Job.
Rewrite every one of the rows below, changing "benchmark" to "evaluation" and keeping everything else the same. Leave the pictures out of your answer.

Data records
* * *
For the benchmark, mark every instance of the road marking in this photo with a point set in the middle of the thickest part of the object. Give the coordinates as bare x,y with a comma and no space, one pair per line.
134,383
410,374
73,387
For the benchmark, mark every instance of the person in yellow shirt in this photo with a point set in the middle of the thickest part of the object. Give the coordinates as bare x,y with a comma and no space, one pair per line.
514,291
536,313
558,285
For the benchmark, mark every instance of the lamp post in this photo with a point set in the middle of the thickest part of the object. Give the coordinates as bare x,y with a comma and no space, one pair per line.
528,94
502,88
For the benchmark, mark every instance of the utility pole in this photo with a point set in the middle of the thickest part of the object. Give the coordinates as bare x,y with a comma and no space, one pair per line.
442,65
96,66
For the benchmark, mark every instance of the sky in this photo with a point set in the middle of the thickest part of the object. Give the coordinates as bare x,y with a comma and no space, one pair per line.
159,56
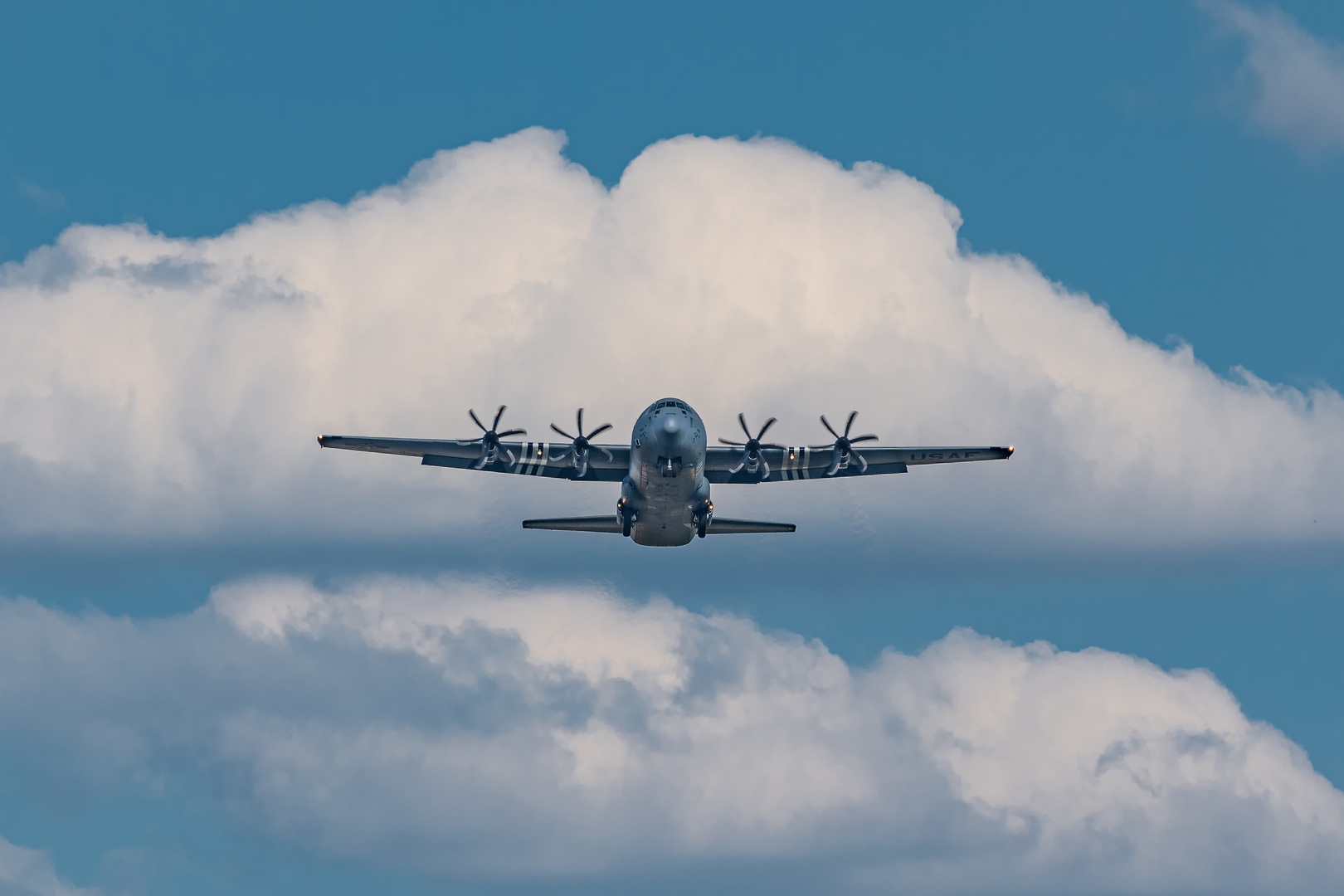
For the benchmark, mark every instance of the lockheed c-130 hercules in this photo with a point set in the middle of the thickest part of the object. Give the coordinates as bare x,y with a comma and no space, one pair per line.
* * *
The result.
For the evaluation, mark every instance of the road marking in this photo with a point set in the middle of the thickest part of the object. Give the coordinates as bare x,y with a comma and no space, one pair per line.
134,383
410,374
73,387
For the evaluation, mark every instance of the person in yellow shirt in this photo with a point set in the middle of the thickest part of the object. Give the coordinates as bare x,y with a comma and no space, one pair per line.
514,291
536,313
558,285
For the evaluation, mark every instance of the lamp post in this photo with a point set in the middle of the thickest part of the object. Give the coordinates as bare x,y with a comma and no space, one pair per line.
528,94
502,88
For the evaluation, mark every instance of the utility pole in this photo with a point set in the middle of the thickest part of the object. Give the coordinates as bare x,y with a comma and no space, one pair per line.
442,65
96,66
For the evaluation, mark every instance of the sky in this photo with a point set in the middle of the thickest part of the object. Give the coordinates as bare x,y with a comma and no space, one pair per line.
159,56
For the evaluation, mark every instance of the lockheed c-130 hercules in this photo with a point set in the middle of the thickest part of the object. Give the coordinates as bare x,y with a comma and no space, one pair per line.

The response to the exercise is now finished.